*** Opening of Data ***
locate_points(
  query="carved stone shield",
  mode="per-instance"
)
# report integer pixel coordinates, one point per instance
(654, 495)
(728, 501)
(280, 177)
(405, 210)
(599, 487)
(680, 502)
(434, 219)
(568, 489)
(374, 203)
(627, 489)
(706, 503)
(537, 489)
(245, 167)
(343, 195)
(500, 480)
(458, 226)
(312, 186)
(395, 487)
*** Close of Data ***
**Task prompt**. Transcribe the material exactly as it reads.

**Solution to this problem**.
locate_points(
  query="carved stone shield",
  mode="per-instance"
)
# report integer pixel coordinates, one point per instance
(654, 495)
(728, 501)
(280, 177)
(405, 210)
(599, 487)
(680, 502)
(434, 219)
(568, 489)
(374, 203)
(627, 489)
(706, 503)
(537, 489)
(245, 167)
(343, 195)
(500, 480)
(458, 226)
(312, 186)
(395, 487)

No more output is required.